** Fonte **
Para empresário, corte não pode ser feito de "forma estabanada", pois inflação "existe de verdade"

"Lula tem de segurar taxa de juro"

GUILHERME BARROS
EDITOR DO PAINEL S.A.

Nos últimos dez anos, o empresário Abilio Diniz, 66, presidente do conselho de administração do grupo Pão de Açúcar, tem preferido falar muito pouco sobre economia. Ele deu prioridade aos negócios. A empresa vivia momentos difíceis e ele tinha sido vítima de sequestro ao final de 1989.
No início do ano, Abilio deixou o comando executivo do grupo e tornou-se membro do Conselho de Desenvolvimento Econômico e Social, órgão de assessoria ao governo composto por diferentes setores da sociedade.
Nesta entrevista, ele deixa de lado os negócios e fala abertamente como vê o governo Lula. Apesar de ter sido eleitor de José Serra (PSDB) nas eleições de 2002 e de seus negócios estarem sendo atingidos com a retração da economia, o empresário faz uma defesa emocionada do governo. "O governo está fazendo as coisas que têm de ser feitas no país."
Num recado direto ao vice-presidente José Alencar, que também é empresário, Abilio afirma que há muitos leigos defendendo teses acadêmicas equivocadas. "Não adianta você baixar a taxa de juros agora, de forma estabanada", diz.

** Dados brutos **
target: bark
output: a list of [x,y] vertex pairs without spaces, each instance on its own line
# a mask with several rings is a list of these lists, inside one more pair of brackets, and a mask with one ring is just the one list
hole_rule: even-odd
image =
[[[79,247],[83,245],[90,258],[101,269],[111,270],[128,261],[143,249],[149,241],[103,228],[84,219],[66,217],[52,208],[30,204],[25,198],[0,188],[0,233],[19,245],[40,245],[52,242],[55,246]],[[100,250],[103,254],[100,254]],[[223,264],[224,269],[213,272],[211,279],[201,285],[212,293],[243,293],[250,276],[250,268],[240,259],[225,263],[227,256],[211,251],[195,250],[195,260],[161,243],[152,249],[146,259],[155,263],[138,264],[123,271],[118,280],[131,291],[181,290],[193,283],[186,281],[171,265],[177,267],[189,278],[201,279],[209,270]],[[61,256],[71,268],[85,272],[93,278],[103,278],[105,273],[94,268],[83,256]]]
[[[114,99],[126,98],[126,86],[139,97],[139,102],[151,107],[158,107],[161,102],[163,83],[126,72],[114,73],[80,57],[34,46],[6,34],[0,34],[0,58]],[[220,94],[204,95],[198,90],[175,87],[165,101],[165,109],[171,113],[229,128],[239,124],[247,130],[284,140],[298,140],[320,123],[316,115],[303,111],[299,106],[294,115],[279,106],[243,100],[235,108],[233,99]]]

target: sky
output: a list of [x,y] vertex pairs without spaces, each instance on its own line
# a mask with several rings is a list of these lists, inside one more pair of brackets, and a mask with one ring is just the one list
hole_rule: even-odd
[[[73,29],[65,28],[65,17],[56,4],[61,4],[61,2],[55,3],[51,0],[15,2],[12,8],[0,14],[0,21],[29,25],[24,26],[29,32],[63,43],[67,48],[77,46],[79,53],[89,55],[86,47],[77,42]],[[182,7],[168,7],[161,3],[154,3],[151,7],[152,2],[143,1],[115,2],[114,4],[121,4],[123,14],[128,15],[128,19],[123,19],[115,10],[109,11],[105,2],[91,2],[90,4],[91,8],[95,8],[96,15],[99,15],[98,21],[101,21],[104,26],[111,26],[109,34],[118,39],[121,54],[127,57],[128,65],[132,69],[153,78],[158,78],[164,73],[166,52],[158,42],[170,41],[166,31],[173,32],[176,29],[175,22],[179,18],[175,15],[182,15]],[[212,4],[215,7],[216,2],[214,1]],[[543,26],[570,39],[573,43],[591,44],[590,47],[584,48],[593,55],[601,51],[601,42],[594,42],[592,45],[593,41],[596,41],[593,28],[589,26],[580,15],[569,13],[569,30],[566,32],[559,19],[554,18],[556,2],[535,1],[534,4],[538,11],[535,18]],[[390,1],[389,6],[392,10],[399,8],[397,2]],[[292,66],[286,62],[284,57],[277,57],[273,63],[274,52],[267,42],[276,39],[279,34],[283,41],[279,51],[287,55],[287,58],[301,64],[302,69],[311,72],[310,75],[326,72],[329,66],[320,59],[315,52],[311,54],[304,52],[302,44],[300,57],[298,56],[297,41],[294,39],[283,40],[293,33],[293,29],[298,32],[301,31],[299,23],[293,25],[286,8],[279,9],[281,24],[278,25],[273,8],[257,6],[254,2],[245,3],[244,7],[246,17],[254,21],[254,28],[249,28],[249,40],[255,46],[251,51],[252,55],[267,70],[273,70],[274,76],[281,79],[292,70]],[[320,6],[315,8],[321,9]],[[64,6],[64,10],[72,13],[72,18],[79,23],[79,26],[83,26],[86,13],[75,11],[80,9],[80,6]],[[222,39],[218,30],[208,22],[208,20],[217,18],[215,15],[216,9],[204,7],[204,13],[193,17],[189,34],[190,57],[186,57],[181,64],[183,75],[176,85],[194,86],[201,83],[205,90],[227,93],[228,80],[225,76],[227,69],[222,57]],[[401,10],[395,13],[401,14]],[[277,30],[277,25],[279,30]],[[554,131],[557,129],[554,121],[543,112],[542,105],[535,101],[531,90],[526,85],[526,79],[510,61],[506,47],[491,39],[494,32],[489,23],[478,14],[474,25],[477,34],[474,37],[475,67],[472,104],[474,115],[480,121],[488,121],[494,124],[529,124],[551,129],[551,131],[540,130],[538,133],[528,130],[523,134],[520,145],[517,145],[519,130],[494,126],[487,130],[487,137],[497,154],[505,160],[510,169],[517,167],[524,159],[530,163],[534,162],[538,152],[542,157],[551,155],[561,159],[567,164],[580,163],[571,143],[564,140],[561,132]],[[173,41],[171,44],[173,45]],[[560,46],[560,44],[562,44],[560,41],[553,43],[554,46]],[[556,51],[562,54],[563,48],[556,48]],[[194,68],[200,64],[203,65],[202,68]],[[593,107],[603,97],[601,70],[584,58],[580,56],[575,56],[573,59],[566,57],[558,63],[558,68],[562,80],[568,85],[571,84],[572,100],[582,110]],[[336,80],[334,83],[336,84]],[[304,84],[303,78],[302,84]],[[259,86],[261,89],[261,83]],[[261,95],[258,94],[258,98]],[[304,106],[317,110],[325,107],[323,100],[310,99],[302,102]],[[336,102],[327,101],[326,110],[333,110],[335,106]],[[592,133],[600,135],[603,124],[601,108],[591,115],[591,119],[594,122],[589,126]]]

** Tarefa proposta 1 **
Reescreva o trecho da fonte que começa em "Nos últimos dez" e vai até "final de 1989.", trocando "sequestro" por "rapto".
** Tarefa proposta 2 **
Responda com base na fonte:
(a) Que idade a fonte atribui a Abilio Diniz?
(b) Em quem ele votou nas eleições de 2002?
(c) De qual órgão ele se tornou membro no início do ano?

** Resposta escrita 1 **
Nos últimos dez anos, o empresário Abilio Diniz, 66, presidente do conselho de administração do grupo Pão de Açúcar, tem preferido falar muito pouco sobre economia. Ele deu prioridade aos negócios. A empresa vivia momentos difíceis e ele tinha sido vítima de rapto ao final de 1989.

** Resposta escrita 2 **
(a) 66 anos.
(b) Em José Serra (PSDB).
(c) Do Conselho de Desenvolvimento Econômico e Social.